### Provided data:
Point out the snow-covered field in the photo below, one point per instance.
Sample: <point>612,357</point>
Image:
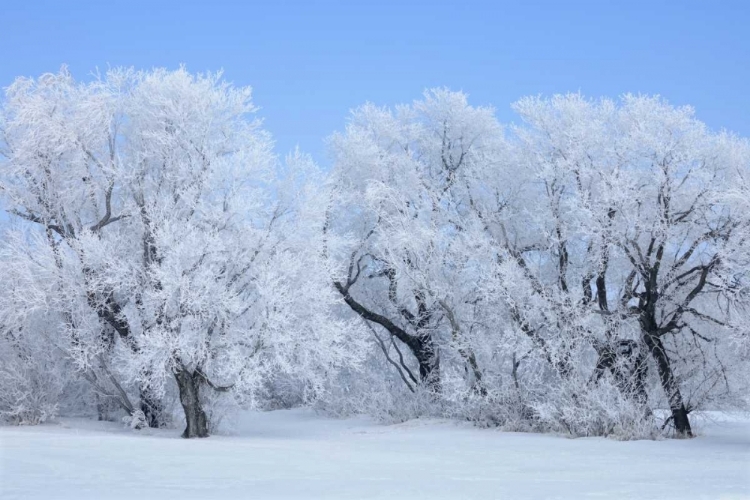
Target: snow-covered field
<point>296,454</point>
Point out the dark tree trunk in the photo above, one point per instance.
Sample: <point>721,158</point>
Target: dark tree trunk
<point>668,382</point>
<point>151,407</point>
<point>195,418</point>
<point>429,363</point>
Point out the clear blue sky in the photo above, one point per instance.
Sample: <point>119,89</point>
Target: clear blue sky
<point>309,62</point>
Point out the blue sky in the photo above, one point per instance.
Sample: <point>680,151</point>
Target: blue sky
<point>309,62</point>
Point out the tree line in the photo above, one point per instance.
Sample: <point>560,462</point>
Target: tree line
<point>583,271</point>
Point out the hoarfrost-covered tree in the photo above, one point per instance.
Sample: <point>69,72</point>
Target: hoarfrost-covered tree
<point>163,204</point>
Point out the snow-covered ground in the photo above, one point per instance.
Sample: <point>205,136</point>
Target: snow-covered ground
<point>296,454</point>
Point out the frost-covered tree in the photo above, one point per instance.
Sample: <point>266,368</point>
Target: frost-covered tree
<point>174,232</point>
<point>633,223</point>
<point>407,260</point>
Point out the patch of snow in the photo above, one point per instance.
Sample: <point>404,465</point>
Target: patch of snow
<point>295,454</point>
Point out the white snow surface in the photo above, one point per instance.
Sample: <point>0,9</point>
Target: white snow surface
<point>296,454</point>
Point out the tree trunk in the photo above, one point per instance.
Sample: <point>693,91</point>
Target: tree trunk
<point>152,408</point>
<point>195,418</point>
<point>429,363</point>
<point>668,382</point>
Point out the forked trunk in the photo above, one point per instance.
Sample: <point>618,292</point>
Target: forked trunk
<point>429,364</point>
<point>195,418</point>
<point>669,384</point>
<point>152,408</point>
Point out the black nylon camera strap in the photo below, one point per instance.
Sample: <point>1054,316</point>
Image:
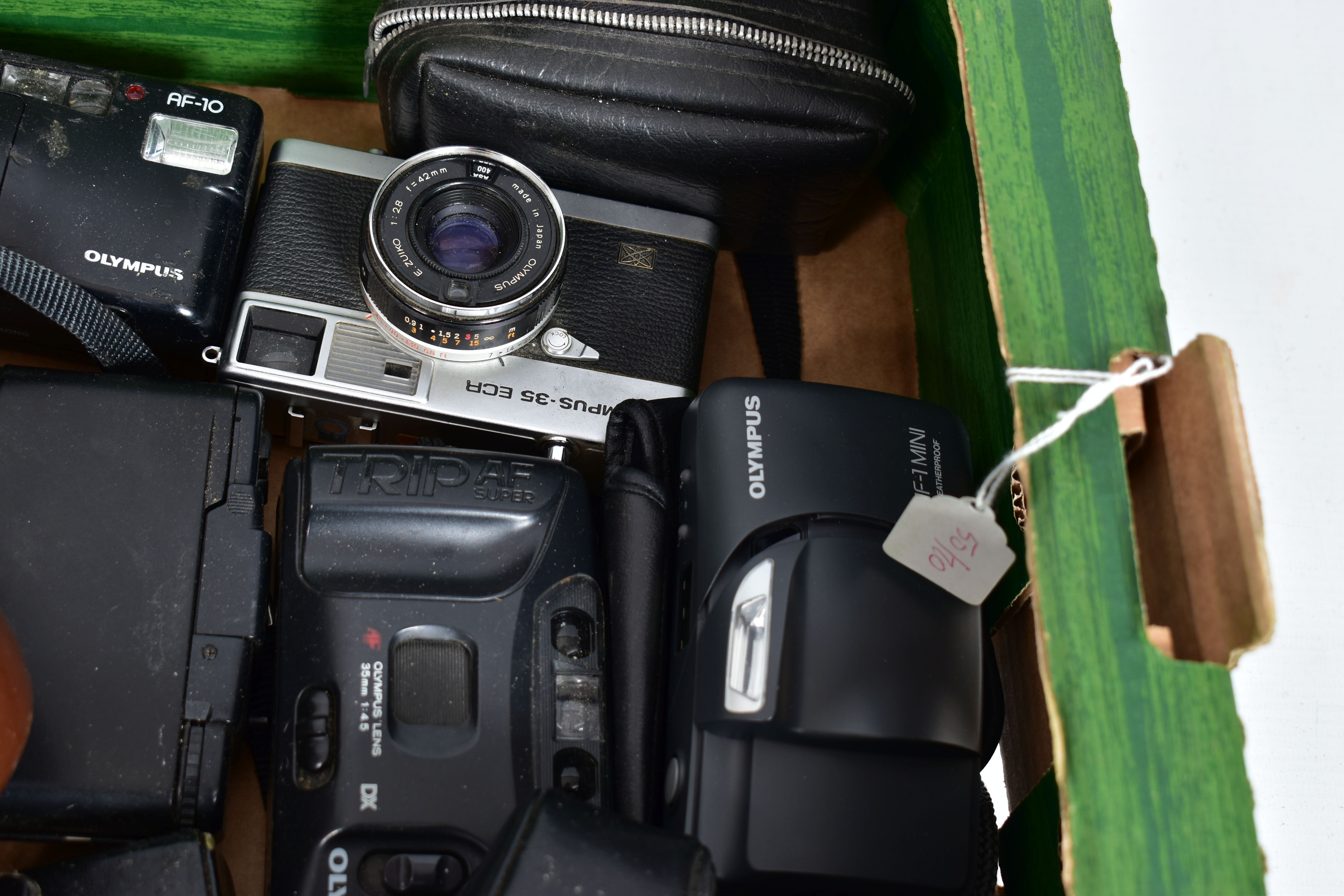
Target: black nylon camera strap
<point>107,338</point>
<point>772,288</point>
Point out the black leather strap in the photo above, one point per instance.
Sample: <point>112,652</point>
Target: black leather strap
<point>772,288</point>
<point>107,338</point>
<point>639,518</point>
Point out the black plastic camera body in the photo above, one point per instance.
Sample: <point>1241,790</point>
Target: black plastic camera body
<point>827,714</point>
<point>136,189</point>
<point>440,657</point>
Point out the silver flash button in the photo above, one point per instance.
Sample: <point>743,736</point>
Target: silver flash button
<point>197,146</point>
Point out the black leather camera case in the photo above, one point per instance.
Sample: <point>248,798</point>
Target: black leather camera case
<point>134,574</point>
<point>763,117</point>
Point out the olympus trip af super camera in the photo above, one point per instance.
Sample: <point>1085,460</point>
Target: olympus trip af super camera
<point>440,657</point>
<point>456,291</point>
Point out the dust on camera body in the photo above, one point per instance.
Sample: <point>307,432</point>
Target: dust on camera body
<point>456,295</point>
<point>440,657</point>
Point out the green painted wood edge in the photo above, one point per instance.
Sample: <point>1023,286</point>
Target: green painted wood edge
<point>1150,764</point>
<point>1029,844</point>
<point>932,178</point>
<point>312,47</point>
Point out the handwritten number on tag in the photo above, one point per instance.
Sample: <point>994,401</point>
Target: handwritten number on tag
<point>952,545</point>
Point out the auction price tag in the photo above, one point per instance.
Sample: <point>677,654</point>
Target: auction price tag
<point>951,543</point>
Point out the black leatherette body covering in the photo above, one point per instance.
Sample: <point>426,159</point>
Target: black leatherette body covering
<point>767,144</point>
<point>648,324</point>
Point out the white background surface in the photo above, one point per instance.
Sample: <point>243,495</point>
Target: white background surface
<point>1238,111</point>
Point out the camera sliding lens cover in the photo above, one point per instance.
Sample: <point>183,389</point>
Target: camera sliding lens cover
<point>462,254</point>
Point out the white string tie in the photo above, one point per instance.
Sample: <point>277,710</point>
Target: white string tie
<point>1101,385</point>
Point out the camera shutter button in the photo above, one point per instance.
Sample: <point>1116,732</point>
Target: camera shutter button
<point>312,730</point>
<point>424,874</point>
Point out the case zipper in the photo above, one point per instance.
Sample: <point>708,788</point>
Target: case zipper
<point>396,22</point>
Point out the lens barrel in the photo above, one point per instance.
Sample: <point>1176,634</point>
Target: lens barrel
<point>463,253</point>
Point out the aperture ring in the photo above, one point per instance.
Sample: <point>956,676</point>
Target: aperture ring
<point>419,334</point>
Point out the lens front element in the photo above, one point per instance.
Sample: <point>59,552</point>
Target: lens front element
<point>463,253</point>
<point>464,244</point>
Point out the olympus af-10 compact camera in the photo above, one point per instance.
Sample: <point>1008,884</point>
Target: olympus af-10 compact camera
<point>456,291</point>
<point>135,189</point>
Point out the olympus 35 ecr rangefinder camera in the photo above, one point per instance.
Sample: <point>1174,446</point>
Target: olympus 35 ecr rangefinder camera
<point>455,288</point>
<point>135,189</point>
<point>440,657</point>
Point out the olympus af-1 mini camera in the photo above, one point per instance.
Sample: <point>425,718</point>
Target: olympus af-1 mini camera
<point>830,709</point>
<point>440,657</point>
<point>455,289</point>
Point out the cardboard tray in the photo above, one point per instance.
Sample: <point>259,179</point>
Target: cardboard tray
<point>1015,233</point>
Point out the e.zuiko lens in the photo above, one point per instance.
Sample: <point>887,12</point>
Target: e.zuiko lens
<point>463,252</point>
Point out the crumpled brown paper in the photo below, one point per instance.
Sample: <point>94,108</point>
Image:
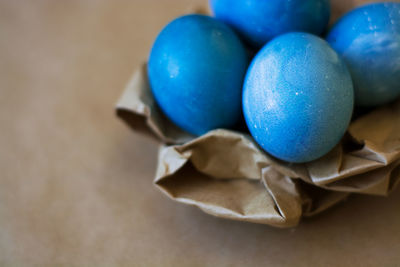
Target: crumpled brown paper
<point>226,174</point>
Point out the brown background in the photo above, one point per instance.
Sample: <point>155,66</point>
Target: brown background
<point>76,183</point>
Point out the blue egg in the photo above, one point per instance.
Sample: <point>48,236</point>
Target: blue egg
<point>368,39</point>
<point>196,70</point>
<point>258,21</point>
<point>297,97</point>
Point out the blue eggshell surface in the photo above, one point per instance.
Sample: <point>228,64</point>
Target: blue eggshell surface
<point>297,97</point>
<point>368,39</point>
<point>196,70</point>
<point>258,21</point>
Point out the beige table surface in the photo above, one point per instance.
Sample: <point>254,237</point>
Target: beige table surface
<point>76,183</point>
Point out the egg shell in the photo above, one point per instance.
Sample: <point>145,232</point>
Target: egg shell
<point>258,21</point>
<point>297,98</point>
<point>368,39</point>
<point>196,70</point>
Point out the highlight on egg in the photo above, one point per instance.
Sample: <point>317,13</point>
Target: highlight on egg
<point>297,97</point>
<point>259,21</point>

### Task to carry out:
Transcribe every record above exactly, leaving out the pictures.

### Exercise answer:
Point out the snow-covered field in the photo below, one point per instance.
Sample: <point>612,357</point>
Image:
Target: snow-covered field
<point>296,454</point>
Point out the dark tree trunk in the photo above, one point per instance.
Sample: <point>721,158</point>
Target: dark tree trunk
<point>668,382</point>
<point>151,407</point>
<point>195,418</point>
<point>429,363</point>
Point out the clear blue sky in the photo above, one point per instance.
Sample: <point>119,89</point>
Target: clear blue sky
<point>309,62</point>
Point out the blue sky in the photo above, one point per instance.
Sample: <point>680,151</point>
Target: blue sky
<point>309,62</point>
Point out the tree line in the photo above, one point per instance.
Sample: <point>560,462</point>
Target: tree line
<point>583,271</point>
Point out the hoarfrost-covered tree in the photo above, one point per instance.
Sample: <point>69,72</point>
Target: hoarfrost-covered tree
<point>163,204</point>
Point out the snow-covered ground in the photo above, one point per instance.
Sample: <point>205,136</point>
Target: snow-covered ground
<point>296,454</point>
Point out the frost-covered tree in the photo above, one point per instance.
Sample: <point>266,368</point>
Target: frost-covered tree
<point>174,232</point>
<point>633,223</point>
<point>407,260</point>
Point out the patch of snow in the photo above, one point per instance.
Sample: <point>404,465</point>
Target: patch of snow
<point>295,454</point>
Point out the white snow surface in the photo above, one point per instance.
Sample: <point>0,9</point>
Target: white snow surface
<point>296,454</point>
Point out the tree trunk in the photo above, one point per instance.
Sample: <point>693,91</point>
Target: tree trunk
<point>152,408</point>
<point>195,418</point>
<point>429,363</point>
<point>668,382</point>
Point out the forked trunk in the photo above, one point per instance.
Sample: <point>618,292</point>
Target: forked trunk
<point>429,364</point>
<point>195,418</point>
<point>669,384</point>
<point>152,408</point>
Point out the black nylon camera strap in the photo below, one point per instance.
Sample: <point>1054,316</point>
Image:
Target: black nylon camera strap
<point>107,338</point>
<point>772,288</point>
Point out the black leather strap in the photo above, one point per instance.
Sample: <point>112,652</point>
Target: black leather strap
<point>772,288</point>
<point>107,338</point>
<point>639,518</point>
Point out the black plastic camera body in the photo above, one point per instance.
Sample: <point>1241,790</point>
Target: black plastic camera body
<point>827,714</point>
<point>136,189</point>
<point>440,657</point>
Point out the silver flash button in the photo above, one point per instance.
Sample: <point>743,736</point>
Target: silver flash button
<point>197,146</point>
Point out the black leather camera case in the photo above, one point per instance.
Sample: <point>248,798</point>
Target: black leather camera case
<point>134,574</point>
<point>763,117</point>
Point out the olympus trip af super camera in the photo above, one point per instance.
Sample: <point>1085,460</point>
Target: olympus trip af super camera
<point>440,657</point>
<point>456,291</point>
Point out the dust on camera body in the photo above, one point per instance.
Sample: <point>307,432</point>
Target: dust on camera body
<point>456,295</point>
<point>440,657</point>
Point out the green painted wood edge in the photo above, one point per instance.
Sample: <point>1023,286</point>
Target: green painted wood edge
<point>1150,764</point>
<point>1029,844</point>
<point>932,178</point>
<point>312,47</point>
Point out the handwritten number on tag in the photo above, one point per instance.
Sample: <point>994,401</point>
Target: handwritten number on tag
<point>952,545</point>
Point out the auction price tag in the photo above, one point per instance.
Sample: <point>677,654</point>
Target: auction price tag
<point>951,543</point>
Point out the black leatherette body covering in the photo above, one point per instance.
Sample: <point>426,159</point>
Target: black leatherette body covering
<point>767,144</point>
<point>648,324</point>
Point out the white background surface in the photo above, one point per instance.
Sample: <point>243,495</point>
Target: white background surface
<point>1238,111</point>
Point out the camera sliding lens cover in the photo above, one point per instance.
Sample: <point>183,389</point>
Target: camera sliding lens cover
<point>462,254</point>
Point out the white string tie in the photo above, one point per instance.
Sample: <point>277,710</point>
Target: white string tie
<point>1101,385</point>
Point out the camera shutter button in the photo above, one point per instance.
Sample: <point>1116,732</point>
Target: camera shutter button
<point>312,730</point>
<point>424,874</point>
Point out the case zipper in the photo above, one point per instance.
Sample: <point>708,788</point>
Target: case zipper
<point>396,22</point>
Point out the lens barrel in the photo above, one point per instance.
Sample: <point>1176,634</point>
Target: lens barrel
<point>463,253</point>
Point out the aperture ring in the photo above, one point per instance.
Sample: <point>956,676</point>
Target: aperture ring
<point>419,334</point>
Point out the lens front element in the photo above, one point per instance.
Sample: <point>59,552</point>
Target: lens front element
<point>463,253</point>
<point>464,244</point>
Point out the olympus af-10 compact camera in the photo above, one point per instance.
Sample: <point>1008,884</point>
Target: olympus af-10 compact camera
<point>456,291</point>
<point>135,189</point>
Point out the olympus 35 ecr rangefinder camera in the photo above, one point per instance.
Sample: <point>1174,446</point>
Target: olympus 35 ecr rangefinder camera
<point>455,288</point>
<point>135,189</point>
<point>440,657</point>
Point out the olympus af-1 mini camera in the photo above, one point per instance.
Sample: <point>425,718</point>
Target: olympus af-1 mini camera
<point>830,709</point>
<point>440,657</point>
<point>455,289</point>
Point out the cardboard tray in the photo above, one point per instance.
Sample: <point>259,179</point>
Target: cardboard tray
<point>1015,233</point>
Point out the e.zuiko lens in the photo above, one point per instance.
Sample: <point>887,12</point>
Target: e.zuiko lens
<point>463,252</point>
Point out the crumpled brown paper in the photo below, one point per instance.
Sample: <point>94,108</point>
Image:
Target: crumpled brown paper
<point>226,174</point>
Point out the brown background in the photo above, one point per instance.
Sample: <point>155,66</point>
Target: brown background
<point>76,183</point>
Point out the blue egg in the photo above, one point per instance.
Sample: <point>48,236</point>
Target: blue egg
<point>368,39</point>
<point>196,70</point>
<point>258,21</point>
<point>297,97</point>
Point out the blue eggshell surface in the photo above, one point per instance.
Sample: <point>228,64</point>
Target: blue eggshell surface
<point>297,97</point>
<point>368,39</point>
<point>196,70</point>
<point>258,21</point>
Point out the beige table surface in the photo above, one point per instance.
Sample: <point>254,237</point>
Target: beige table surface
<point>76,183</point>
Point out the egg shell in the photo above, one point per instance.
Sample: <point>145,232</point>
Target: egg shell
<point>258,21</point>
<point>297,98</point>
<point>368,39</point>
<point>196,70</point>
Point out the highlight on egg in the photo above, one point per instance.
Sample: <point>317,13</point>
Target: highlight on egg
<point>297,97</point>
<point>259,21</point>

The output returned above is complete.